- _What the exercise asks_:
Would you return the entries below word for word?

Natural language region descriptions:

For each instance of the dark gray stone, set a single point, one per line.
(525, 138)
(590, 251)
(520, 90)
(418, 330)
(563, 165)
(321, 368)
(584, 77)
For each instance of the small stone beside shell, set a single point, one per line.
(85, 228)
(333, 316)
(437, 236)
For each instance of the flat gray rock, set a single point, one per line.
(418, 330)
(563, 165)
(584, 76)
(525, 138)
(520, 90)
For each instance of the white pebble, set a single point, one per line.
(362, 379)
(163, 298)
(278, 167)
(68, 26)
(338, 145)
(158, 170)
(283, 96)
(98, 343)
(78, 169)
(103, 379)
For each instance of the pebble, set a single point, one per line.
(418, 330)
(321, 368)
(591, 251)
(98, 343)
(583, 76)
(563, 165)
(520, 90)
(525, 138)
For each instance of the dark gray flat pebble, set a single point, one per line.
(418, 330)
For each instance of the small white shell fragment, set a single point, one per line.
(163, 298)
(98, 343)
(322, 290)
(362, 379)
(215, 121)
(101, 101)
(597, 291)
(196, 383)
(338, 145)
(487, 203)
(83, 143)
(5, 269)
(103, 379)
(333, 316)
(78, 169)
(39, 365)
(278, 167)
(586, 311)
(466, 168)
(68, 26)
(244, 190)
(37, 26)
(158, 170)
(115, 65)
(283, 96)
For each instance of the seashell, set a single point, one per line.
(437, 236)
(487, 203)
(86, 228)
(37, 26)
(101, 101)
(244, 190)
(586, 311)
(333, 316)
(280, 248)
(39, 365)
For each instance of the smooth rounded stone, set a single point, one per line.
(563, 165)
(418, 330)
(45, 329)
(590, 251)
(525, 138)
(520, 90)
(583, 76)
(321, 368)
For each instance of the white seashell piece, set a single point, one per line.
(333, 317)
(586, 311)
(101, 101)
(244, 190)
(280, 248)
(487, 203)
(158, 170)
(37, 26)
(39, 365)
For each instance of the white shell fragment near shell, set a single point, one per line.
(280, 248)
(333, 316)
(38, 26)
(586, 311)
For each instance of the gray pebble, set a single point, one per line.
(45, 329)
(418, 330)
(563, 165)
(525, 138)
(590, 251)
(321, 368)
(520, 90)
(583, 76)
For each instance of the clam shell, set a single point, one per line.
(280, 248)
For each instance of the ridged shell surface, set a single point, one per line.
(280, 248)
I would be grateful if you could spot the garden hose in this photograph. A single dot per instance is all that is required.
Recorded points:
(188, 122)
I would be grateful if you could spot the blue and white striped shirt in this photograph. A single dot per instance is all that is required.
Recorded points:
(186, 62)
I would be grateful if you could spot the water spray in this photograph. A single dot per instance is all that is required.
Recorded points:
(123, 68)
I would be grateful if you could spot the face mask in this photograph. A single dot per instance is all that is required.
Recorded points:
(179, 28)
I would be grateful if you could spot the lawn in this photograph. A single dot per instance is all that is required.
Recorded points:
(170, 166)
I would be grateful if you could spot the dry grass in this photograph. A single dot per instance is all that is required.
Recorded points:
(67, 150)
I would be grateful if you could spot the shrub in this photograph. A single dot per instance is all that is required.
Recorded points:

- _Your solution_:
For each instance of the dark gray stone, set a single point, one per line.
(525, 138)
(590, 251)
(520, 90)
(418, 330)
(563, 165)
(321, 368)
(584, 77)
For each instance of the small stone beside shell, set a single point, one per line.
(85, 228)
(333, 316)
(437, 236)
For each instance of the flat gray rock, set a single point, one per line.
(418, 330)
(563, 165)
(584, 76)
(525, 138)
(520, 90)
For each instance of the white pebble, set a single point, one per line.
(362, 379)
(163, 298)
(278, 167)
(68, 26)
(338, 145)
(158, 170)
(283, 96)
(98, 343)
(78, 169)
(103, 379)
For each instance of the pebble, set a single point, one per line.
(418, 330)
(321, 368)
(591, 251)
(98, 343)
(583, 76)
(563, 165)
(520, 90)
(525, 138)
For each instance of the dark gray flat pebble, set a single point, one per line.
(418, 330)
For each instance of the small white shell fragment, set a single point, one per line.
(163, 298)
(98, 343)
(322, 290)
(362, 379)
(215, 121)
(101, 101)
(597, 291)
(196, 383)
(338, 145)
(487, 203)
(83, 143)
(5, 269)
(103, 379)
(333, 316)
(78, 169)
(39, 365)
(278, 167)
(586, 311)
(466, 168)
(68, 26)
(244, 190)
(37, 26)
(158, 170)
(115, 65)
(283, 96)
For each instance of the seashell, set a single point, one per line.
(437, 236)
(487, 203)
(86, 228)
(37, 26)
(101, 101)
(244, 190)
(586, 311)
(333, 316)
(280, 248)
(39, 365)
For each instance of the smooth rounded stone, set a single point, one per line.
(563, 165)
(418, 330)
(45, 329)
(590, 251)
(525, 138)
(520, 90)
(583, 76)
(321, 368)
For each instance of the white seashell piece, set a single point, one per line.
(333, 317)
(586, 311)
(101, 101)
(244, 190)
(280, 248)
(487, 203)
(158, 170)
(37, 26)
(39, 365)
For each instance of the white shell fragment near shell, set a single point, one per line.
(280, 248)
(333, 316)
(38, 26)
(586, 311)
For each instance of the gray pebble, set a single point, one per line.
(45, 329)
(418, 330)
(563, 165)
(525, 138)
(590, 251)
(321, 368)
(520, 90)
(583, 76)
For each instance of the clam shell, set a single point, one per line.
(280, 248)
For each instance of the ridged shell surface, set a single point, one per line.
(280, 248)
I would be grateful if you could spot the garden hose in this photograph. A single dot per instance is all that is required.
Recorded points:
(188, 122)
I would be grateful if you could spot the blue and white striped shirt in this photograph. A single dot per instance is all that is required.
Recorded points:
(186, 62)
I would be grateful if you could spot the water spray in this photograph. A single dot per instance is all that is required.
Recorded points:
(123, 68)
I would be grateful if you could spot the face mask in this photograph. A single dot per instance is all that is required.
Recorded points:
(179, 28)
I would be grateful if you could spot the lawn in this photograph. A single dot per instance is all that is required.
Recorded points:
(170, 166)
I would be grateful if you could spot the dry grass in this photograph. A single dot per instance is all that is required.
Recorded points:
(67, 150)
I would be grateful if you could spot the shrub in this photograph. A single dot per instance is all that is required.
Recorded points:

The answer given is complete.